» **PROMPT 1**
Answer from the AWS passage below, one line per answer:
(a) What share of the public cloud market does AWS hold?
(b) Being serverless relieves users of what need?
(c) Which service's table updates are named as an event that can trigger Lambda code?

» **EXTRACT PROVIDED**
## start

Amazon dominates the cloud computing market with Amazon Web Services (AWS). In fact, AWS has a 41.5% market share in the public cloud market. With more than 1 million active enterprise users in 190 countries, AWS has five-times the deployed cloud infrastructure of their next 14 competitors combined. This is the perfect platform for the latest darling of application developers everywhere.  

AWS Lambda is a hugely popular serverless offering from AWS. Being serverless means it’s fully managed, relieving users of the need to maintain their own servers to perform application-specific functions.

AWS Lambda is event-driven. Hence, it can execute code based on the response of multiple events in AWS services like table updates in Amazon DynamoDB, HTTP requests through Amazon API Gateway, or modifications to objects in Amazon S3 buckets, etc. AWS Lambda is thus widely used by application development teams to improve performance, achieve scalability, and enhance cost-effectiveness.

## end

» **EXTRACTED ENTRIES**
## start

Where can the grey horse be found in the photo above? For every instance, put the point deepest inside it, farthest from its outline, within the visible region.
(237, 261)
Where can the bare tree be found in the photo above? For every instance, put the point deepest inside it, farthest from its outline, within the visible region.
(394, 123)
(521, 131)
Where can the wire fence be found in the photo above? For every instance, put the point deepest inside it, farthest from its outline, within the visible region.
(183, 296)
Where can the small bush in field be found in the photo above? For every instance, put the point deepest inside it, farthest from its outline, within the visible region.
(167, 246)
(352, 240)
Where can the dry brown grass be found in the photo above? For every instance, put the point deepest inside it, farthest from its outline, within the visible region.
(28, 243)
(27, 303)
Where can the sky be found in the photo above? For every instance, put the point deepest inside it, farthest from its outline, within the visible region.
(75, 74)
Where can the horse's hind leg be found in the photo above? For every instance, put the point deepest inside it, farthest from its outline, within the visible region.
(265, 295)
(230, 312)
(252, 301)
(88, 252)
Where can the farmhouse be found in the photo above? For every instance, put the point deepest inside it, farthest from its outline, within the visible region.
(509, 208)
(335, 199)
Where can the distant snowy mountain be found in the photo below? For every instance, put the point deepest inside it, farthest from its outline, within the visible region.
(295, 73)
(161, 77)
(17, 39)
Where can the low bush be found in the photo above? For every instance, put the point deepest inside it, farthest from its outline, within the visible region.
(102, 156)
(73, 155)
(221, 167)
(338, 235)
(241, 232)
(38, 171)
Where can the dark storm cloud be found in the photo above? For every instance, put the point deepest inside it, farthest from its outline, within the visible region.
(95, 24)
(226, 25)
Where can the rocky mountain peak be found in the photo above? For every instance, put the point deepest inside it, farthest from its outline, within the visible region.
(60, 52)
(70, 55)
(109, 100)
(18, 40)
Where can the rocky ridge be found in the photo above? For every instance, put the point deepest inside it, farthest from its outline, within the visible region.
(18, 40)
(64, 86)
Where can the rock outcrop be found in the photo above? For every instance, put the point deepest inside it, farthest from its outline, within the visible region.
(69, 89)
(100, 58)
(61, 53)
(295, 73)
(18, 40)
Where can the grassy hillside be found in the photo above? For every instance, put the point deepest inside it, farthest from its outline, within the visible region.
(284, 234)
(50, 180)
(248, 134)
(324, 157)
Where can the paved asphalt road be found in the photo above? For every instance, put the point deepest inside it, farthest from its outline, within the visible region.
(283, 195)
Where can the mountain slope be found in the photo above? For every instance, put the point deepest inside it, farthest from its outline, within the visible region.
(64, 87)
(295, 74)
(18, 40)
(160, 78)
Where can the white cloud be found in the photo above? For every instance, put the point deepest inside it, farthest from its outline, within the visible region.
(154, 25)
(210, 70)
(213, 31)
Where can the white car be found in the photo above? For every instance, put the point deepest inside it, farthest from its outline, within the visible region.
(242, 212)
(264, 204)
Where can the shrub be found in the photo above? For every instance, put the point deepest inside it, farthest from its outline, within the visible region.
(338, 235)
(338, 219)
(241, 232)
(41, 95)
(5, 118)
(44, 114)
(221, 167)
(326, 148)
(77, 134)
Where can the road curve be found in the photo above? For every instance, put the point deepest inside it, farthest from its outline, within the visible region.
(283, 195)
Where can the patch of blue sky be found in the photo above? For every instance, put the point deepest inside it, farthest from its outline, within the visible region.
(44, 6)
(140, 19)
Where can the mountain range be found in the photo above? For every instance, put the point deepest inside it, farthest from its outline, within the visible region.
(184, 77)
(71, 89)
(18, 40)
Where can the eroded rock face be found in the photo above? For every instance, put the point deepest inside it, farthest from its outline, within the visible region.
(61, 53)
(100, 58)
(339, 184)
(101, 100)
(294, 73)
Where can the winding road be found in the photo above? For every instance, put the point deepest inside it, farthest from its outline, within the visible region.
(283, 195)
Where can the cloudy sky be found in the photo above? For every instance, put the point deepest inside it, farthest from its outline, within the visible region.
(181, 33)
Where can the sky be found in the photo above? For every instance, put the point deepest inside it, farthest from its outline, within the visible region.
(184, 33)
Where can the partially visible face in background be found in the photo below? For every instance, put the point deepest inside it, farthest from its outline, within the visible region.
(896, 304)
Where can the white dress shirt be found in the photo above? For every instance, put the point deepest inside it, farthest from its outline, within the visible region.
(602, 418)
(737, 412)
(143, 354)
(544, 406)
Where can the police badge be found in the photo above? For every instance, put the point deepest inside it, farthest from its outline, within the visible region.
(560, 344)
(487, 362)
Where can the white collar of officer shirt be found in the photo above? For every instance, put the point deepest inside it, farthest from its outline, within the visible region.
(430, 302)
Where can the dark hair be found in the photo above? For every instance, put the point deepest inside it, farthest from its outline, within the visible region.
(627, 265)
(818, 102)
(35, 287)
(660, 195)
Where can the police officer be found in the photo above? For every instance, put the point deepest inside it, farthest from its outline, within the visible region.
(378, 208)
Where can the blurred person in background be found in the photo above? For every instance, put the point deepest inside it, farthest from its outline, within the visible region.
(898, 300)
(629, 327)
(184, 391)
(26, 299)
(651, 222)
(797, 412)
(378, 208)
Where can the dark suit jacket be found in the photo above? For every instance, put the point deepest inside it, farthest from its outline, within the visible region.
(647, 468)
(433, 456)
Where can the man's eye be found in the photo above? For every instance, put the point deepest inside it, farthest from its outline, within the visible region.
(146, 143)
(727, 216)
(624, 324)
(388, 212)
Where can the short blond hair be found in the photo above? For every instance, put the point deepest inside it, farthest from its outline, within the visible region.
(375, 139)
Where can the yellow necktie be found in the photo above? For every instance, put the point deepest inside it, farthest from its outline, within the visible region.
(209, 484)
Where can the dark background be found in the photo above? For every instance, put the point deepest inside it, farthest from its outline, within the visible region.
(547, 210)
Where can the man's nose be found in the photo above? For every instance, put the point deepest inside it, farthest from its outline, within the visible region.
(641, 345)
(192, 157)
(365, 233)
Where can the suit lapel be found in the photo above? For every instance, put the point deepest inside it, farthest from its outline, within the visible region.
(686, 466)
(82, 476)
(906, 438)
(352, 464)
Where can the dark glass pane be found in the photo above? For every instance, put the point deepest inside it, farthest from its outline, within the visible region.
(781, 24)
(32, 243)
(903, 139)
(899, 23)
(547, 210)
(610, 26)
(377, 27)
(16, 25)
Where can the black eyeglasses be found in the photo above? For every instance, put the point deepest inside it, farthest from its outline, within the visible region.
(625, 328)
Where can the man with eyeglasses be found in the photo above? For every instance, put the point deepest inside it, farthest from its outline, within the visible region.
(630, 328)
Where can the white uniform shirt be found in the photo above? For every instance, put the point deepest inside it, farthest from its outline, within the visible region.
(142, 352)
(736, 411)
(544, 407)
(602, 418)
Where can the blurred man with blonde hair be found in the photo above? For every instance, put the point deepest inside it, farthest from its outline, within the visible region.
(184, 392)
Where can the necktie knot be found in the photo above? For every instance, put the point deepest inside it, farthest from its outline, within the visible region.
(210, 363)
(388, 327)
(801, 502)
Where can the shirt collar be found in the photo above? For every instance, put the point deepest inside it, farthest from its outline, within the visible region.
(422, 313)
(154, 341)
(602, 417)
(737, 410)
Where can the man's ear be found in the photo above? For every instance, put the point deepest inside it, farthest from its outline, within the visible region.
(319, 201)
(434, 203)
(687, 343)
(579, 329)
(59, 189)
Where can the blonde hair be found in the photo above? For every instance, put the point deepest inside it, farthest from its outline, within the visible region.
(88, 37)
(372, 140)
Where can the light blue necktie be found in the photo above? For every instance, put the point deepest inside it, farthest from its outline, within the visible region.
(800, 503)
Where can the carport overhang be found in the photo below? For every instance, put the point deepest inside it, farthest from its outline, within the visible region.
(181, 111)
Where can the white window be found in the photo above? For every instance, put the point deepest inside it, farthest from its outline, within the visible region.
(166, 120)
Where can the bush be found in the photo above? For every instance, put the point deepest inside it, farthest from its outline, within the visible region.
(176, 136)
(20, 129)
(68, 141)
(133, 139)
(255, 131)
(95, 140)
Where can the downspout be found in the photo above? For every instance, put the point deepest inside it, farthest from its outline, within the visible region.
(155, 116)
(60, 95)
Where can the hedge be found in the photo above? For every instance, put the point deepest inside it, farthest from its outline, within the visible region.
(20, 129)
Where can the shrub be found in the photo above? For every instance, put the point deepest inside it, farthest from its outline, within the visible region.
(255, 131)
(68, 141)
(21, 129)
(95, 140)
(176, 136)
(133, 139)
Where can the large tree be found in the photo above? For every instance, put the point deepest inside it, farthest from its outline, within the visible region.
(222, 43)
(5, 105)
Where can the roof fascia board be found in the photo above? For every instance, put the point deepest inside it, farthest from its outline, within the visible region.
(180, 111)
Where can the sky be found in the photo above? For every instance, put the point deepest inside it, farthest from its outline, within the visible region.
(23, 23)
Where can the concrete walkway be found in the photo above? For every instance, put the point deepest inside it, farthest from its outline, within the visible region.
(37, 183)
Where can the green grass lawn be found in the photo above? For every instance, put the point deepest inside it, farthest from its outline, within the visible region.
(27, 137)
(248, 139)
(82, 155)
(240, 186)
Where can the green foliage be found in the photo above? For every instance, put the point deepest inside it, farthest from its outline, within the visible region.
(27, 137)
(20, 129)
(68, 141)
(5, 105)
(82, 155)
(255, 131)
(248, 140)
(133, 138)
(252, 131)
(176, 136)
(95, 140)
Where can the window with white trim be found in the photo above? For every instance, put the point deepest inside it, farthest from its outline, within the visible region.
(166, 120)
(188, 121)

## end

» **PROMPT 2**
Tally the lines in the listing above that contain the word "storm", and reply with only that number.

» **WRITTEN RESPONSE 1**
(a) 41.5%
(b) The need to maintain their own servers to perform application-specific functions
(c) Amazon DynamoDB

» **WRITTEN RESPONSE 2**
1